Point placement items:
----------------------------------------
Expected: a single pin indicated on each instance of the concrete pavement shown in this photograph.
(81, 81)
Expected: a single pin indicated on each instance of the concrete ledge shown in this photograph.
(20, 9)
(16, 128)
----------------------------------------
§ **Instructions to follow**: Please copy all of the items above word for word.

§ **Final answer**:
Expected: a single pin indicated on each instance of the concrete pavement shown in this photograph.
(81, 81)
Expected: a single pin indicated on each instance of the concrete ledge shown in this photograph.
(20, 9)
(16, 128)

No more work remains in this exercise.